==== INFORMATION GIVEN
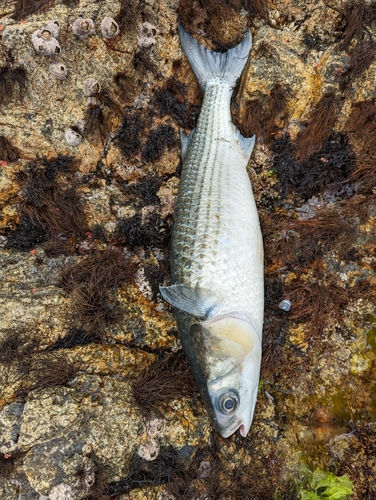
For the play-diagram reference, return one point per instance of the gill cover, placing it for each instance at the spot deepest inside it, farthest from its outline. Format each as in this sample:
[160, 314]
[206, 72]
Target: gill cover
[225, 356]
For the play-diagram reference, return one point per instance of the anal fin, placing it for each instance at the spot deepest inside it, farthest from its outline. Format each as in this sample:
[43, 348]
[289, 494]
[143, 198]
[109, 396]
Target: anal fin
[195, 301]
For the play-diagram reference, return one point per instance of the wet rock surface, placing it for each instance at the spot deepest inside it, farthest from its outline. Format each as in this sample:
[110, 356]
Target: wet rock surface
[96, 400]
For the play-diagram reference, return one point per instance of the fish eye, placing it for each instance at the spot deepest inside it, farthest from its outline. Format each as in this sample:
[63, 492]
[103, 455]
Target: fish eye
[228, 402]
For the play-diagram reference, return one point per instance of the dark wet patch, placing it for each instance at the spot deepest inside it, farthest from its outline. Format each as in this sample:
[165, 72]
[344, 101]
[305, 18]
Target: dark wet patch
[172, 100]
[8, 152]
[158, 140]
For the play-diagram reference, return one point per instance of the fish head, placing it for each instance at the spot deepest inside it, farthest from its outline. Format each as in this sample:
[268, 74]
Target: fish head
========
==== INFORMATION GIVEN
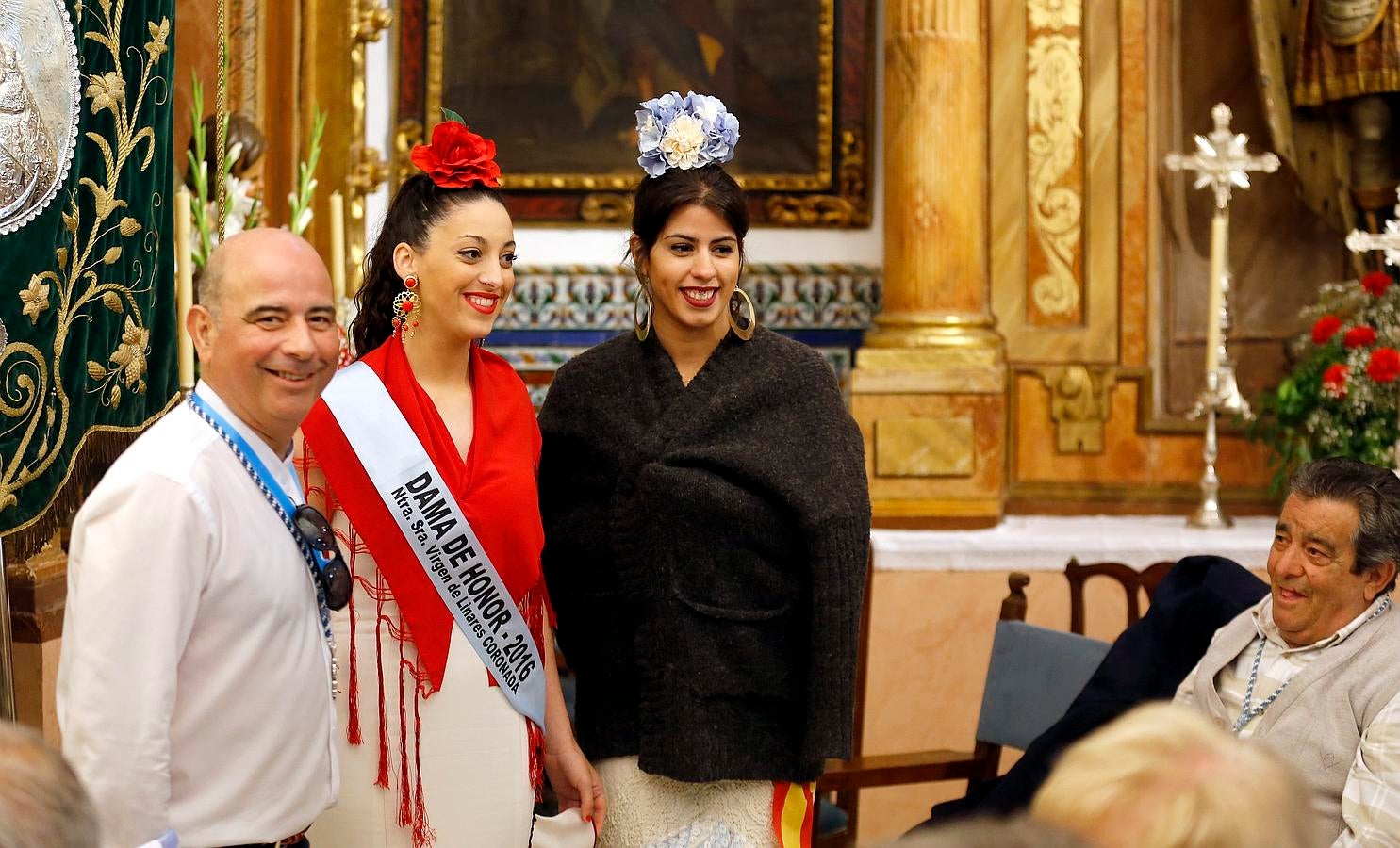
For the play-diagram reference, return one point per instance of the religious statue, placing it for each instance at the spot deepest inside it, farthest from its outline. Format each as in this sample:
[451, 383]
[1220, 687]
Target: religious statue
========
==== INFORMATION GIVEN
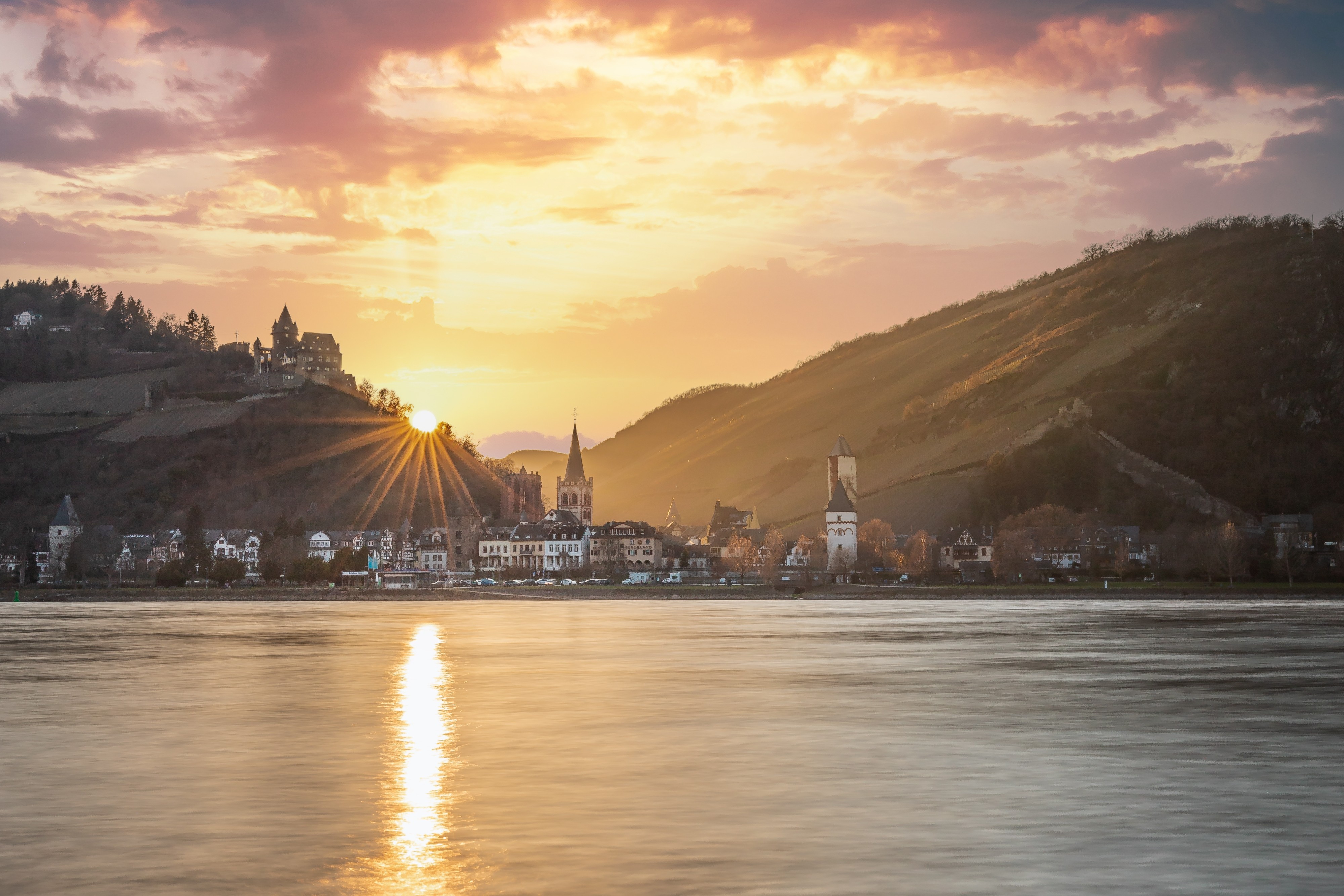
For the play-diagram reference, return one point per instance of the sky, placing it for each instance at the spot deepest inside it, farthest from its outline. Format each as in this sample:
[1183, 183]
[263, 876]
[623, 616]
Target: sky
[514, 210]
========
**WHAT YOU ARE ASKED TO DO:**
Copy each line in the data that holds the word "placing".

**EXPECTED OUTPUT:**
For the play-diagram reference, return one point per instance of the gill cover, placing it for each instance at the spot deepest inside it, farthest from its outline. Format each as in this sample:
For the play-diagram reference, return one point per instance of the anal fin, placing it for each instance at the spot deepest inside it, farthest from its outline. Format each as in this sample:
For the play-diagram reference, return one point per instance of the wet rock surface, placing it for each instance at the spot deepest inside it, farthest from its outline. Format each as in this sample:
For the play-diagram reference, return one point per instance of the fish eye, placing it for each instance at the spot deepest inside it, farthest from its outline. Format each as in this sample:
For the play-diagram reference, return one point per instance of the dark wet patch, placing it for each instance at the spot deepest inside it, farthest from its outline. Format each as in this sample:
For the play-diagram reference, return one point per instance of the fish head, placing it for each instance at the spot deepest inside it, farthest from its outline. Format each as in this sample:
For the play-diagram reference, return one point per instance of the religious statue, placing it for each instance at the spot deepest inside it, farthest from its outline. Format each as in this sample:
For the play-diagram reference, return one point per instance of the sky, placing it for each instance at the spot deepest inside it, farthest from its outline. Format each as in this sample:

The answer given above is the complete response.